### What is needed
Below are some records; output all of them exactly as they read.

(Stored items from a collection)
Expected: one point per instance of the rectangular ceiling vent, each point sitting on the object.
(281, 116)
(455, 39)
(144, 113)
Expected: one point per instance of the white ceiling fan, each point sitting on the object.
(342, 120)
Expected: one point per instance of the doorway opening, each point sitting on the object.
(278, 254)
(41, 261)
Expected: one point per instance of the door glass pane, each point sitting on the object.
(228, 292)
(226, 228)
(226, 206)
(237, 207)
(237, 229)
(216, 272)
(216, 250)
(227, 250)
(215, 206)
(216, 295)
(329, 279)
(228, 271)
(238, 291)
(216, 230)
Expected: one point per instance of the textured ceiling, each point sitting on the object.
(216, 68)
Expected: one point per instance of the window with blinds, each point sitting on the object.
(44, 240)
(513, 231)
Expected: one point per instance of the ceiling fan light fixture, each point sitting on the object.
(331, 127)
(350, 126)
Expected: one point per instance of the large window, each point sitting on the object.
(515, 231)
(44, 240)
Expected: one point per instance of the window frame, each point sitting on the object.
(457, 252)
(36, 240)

### Written solution
Expected: one point per instance of the rectangular ceiling vent, each point sitting on the object.
(281, 116)
(455, 39)
(144, 113)
Expected: one point per instance of the white ceiling fan, each point sitting on the object.
(342, 120)
Expected: one point per instance of the doorway opening, each point sitting on the object.
(278, 254)
(41, 261)
Expected: one point per instance of the door glass pane, each point sitting on the object.
(228, 292)
(226, 228)
(226, 206)
(237, 207)
(237, 229)
(216, 272)
(216, 250)
(227, 250)
(215, 206)
(216, 295)
(329, 279)
(228, 271)
(238, 291)
(216, 230)
Expected: one point per instance of the textured ceiling, each point sitting on the object.
(216, 68)
Expected: one point per instance of the window with blinds, each point sitting on the object.
(44, 240)
(513, 231)
Expected: one point per instance of the ceiling fan light fixture, each point sitting on the object.
(331, 127)
(350, 126)
Expected: one point per instance of the large window, each point sitting on the object.
(515, 231)
(44, 240)
Expected: one point per instance of the window frame, each point sitting on the object.
(457, 252)
(36, 240)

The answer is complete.